• TASK BRIEF
Only the closing stretch of the material is wanted: the line containing "Regarding the image shown above — where does the cracked" and every line after it, transcribed exactly.

• EXTRACTED MATERIAL
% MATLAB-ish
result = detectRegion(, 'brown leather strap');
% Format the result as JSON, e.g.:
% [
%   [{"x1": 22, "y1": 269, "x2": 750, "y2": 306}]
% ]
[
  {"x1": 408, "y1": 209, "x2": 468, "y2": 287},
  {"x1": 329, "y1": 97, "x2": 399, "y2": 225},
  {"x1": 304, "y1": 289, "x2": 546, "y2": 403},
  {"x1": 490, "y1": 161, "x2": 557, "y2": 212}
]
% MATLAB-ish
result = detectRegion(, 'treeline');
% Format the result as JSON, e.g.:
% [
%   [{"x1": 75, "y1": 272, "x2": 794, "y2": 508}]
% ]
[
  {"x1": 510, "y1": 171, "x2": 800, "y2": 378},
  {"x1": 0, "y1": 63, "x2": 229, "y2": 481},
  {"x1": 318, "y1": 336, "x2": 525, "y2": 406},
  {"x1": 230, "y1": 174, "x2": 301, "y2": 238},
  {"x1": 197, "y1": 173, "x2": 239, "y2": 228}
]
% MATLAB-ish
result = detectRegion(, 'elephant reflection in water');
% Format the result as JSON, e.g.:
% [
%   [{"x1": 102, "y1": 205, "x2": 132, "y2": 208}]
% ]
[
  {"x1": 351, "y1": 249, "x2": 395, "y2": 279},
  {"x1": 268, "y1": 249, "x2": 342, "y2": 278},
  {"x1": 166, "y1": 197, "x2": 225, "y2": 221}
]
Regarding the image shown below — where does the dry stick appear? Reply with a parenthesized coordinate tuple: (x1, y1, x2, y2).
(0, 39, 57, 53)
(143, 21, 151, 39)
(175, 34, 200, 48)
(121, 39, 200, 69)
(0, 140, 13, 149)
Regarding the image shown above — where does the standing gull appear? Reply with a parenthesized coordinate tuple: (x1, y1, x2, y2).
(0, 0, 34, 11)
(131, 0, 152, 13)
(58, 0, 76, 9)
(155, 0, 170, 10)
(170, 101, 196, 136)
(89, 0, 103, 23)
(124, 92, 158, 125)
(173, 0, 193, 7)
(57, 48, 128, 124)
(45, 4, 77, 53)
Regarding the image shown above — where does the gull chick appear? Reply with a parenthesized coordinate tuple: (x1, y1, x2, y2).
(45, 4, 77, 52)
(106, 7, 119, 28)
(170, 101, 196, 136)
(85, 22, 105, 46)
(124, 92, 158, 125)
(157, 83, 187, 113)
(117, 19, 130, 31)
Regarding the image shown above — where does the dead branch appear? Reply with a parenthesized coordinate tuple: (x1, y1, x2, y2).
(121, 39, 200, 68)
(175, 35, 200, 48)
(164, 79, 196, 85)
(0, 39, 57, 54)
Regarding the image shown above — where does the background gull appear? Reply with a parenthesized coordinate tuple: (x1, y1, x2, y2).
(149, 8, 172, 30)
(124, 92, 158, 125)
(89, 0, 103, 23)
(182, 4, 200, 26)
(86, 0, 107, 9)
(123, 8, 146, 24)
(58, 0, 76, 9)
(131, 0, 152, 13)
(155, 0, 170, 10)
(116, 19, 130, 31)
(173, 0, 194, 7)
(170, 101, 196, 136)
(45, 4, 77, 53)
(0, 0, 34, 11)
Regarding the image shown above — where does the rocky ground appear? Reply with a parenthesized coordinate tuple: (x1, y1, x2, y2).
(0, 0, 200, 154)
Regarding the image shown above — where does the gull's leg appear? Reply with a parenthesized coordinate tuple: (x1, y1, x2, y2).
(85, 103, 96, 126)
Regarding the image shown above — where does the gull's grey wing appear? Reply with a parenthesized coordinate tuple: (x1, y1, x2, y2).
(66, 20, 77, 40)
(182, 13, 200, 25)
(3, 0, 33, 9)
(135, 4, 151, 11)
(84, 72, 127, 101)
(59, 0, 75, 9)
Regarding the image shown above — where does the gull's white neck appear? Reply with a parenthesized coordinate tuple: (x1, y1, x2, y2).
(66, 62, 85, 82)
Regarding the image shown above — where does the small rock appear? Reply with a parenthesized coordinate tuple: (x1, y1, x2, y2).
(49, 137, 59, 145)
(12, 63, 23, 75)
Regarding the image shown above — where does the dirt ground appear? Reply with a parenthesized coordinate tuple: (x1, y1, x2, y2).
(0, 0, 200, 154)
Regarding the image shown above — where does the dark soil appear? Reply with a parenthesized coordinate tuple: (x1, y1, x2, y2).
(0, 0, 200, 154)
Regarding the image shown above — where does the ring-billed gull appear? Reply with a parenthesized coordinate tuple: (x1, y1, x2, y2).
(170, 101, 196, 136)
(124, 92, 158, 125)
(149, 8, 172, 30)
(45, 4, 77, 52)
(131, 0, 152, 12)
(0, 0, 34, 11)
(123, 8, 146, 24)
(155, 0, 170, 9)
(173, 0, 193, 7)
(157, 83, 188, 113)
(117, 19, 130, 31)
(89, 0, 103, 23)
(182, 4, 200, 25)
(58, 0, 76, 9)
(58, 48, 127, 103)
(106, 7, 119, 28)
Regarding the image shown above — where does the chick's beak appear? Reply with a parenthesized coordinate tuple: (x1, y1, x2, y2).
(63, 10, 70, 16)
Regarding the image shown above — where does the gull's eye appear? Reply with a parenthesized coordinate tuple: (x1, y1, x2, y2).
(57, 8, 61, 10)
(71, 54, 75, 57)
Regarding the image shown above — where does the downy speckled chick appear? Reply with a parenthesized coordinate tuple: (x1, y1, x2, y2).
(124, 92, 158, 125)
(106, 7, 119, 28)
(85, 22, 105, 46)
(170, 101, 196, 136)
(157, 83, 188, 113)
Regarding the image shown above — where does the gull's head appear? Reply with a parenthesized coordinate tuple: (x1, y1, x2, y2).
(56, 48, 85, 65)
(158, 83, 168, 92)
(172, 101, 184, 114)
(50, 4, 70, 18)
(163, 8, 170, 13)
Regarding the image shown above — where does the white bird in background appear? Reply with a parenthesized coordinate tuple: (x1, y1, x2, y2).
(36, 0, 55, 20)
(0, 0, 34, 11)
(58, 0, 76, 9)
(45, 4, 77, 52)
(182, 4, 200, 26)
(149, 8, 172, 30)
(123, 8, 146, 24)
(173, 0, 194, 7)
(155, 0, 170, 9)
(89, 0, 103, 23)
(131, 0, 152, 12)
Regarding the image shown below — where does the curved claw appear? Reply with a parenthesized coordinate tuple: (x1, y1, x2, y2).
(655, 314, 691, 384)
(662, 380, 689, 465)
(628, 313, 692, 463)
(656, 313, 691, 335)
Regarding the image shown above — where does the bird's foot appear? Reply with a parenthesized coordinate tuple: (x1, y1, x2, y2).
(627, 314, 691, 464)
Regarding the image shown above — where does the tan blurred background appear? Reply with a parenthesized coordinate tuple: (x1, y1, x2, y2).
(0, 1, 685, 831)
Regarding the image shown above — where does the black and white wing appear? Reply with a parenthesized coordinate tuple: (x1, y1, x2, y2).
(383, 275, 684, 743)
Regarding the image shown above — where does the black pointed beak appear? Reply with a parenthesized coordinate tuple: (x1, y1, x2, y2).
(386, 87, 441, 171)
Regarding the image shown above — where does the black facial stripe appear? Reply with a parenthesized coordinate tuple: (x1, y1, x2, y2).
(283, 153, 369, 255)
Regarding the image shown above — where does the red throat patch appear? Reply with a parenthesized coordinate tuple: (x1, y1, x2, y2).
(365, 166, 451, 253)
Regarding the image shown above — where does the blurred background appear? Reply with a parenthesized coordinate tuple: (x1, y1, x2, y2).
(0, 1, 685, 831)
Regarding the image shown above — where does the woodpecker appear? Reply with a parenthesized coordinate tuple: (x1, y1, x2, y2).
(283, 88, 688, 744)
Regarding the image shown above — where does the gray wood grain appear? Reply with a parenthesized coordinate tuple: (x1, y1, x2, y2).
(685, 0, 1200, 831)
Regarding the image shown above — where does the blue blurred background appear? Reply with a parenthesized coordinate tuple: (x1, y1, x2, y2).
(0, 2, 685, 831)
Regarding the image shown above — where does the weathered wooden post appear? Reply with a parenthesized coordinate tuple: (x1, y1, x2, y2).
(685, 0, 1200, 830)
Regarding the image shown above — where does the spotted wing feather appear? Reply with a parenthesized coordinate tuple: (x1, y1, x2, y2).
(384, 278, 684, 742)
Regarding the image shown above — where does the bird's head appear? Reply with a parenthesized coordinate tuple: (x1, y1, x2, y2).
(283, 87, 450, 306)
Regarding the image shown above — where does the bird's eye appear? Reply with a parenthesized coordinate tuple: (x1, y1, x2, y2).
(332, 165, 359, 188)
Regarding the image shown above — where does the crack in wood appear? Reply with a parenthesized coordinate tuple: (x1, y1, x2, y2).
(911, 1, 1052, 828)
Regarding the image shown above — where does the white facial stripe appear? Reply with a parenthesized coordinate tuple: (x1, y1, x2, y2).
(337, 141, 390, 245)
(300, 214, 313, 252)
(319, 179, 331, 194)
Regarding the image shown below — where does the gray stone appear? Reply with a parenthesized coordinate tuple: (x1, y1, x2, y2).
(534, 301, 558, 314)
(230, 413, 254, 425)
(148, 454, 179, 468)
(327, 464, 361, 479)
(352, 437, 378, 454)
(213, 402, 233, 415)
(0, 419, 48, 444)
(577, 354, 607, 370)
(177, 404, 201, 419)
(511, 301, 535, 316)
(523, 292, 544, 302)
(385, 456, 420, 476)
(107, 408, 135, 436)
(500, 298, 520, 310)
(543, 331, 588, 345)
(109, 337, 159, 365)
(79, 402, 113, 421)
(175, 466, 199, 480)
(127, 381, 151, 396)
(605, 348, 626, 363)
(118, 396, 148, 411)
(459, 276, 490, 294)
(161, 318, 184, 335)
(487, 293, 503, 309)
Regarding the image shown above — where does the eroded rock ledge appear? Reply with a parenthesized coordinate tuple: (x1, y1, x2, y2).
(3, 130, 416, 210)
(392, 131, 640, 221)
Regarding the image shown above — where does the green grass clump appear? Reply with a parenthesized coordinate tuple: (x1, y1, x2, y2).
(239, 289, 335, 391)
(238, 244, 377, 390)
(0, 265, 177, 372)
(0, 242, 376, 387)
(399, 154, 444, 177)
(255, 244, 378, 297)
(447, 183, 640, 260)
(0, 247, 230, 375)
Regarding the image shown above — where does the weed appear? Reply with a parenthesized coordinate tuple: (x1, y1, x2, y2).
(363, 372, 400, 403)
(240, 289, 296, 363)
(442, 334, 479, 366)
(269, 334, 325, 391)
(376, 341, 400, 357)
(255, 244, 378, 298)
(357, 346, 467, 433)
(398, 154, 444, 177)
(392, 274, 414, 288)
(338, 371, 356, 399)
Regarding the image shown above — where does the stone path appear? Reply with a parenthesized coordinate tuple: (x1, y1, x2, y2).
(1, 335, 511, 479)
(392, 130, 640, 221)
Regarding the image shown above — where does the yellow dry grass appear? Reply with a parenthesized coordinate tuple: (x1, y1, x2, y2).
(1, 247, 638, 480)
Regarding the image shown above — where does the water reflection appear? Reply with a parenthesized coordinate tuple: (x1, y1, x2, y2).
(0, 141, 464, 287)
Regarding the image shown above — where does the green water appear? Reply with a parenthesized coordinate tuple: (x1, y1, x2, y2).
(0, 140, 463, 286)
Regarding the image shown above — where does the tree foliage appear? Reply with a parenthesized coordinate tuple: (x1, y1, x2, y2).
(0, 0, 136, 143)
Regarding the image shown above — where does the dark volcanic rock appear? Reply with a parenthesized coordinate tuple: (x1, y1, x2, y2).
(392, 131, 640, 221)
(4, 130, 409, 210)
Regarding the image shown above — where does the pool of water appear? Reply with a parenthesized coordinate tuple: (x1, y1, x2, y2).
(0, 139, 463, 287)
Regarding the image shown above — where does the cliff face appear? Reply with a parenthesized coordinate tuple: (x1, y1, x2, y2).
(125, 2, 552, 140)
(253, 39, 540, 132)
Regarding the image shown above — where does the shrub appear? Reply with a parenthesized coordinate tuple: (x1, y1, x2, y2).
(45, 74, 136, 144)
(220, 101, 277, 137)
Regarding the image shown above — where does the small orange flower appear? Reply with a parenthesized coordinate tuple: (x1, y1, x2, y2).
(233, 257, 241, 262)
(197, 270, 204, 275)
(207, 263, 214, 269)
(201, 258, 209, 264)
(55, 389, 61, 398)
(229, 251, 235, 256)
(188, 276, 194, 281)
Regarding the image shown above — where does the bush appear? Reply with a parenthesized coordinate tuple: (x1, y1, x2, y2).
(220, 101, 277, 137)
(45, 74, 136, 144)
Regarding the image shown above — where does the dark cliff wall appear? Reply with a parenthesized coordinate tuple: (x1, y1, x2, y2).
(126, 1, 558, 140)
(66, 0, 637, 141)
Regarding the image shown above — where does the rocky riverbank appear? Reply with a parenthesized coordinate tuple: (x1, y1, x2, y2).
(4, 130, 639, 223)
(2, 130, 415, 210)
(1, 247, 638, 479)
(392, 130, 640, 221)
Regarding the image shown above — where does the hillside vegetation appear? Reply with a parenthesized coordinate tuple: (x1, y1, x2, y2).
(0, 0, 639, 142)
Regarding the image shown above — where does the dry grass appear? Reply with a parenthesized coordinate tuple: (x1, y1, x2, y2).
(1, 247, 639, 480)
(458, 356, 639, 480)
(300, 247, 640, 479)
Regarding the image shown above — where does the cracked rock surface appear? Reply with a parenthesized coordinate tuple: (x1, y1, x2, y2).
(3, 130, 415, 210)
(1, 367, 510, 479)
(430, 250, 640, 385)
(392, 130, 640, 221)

• RESULT OF THE TASK
Regarding the image shown above — where does the cracked rock surface appear? Reply with a parenthesized coordinate tuple: (x1, y1, x2, y2).
(3, 130, 415, 210)
(1, 367, 510, 479)
(430, 250, 640, 385)
(392, 130, 640, 221)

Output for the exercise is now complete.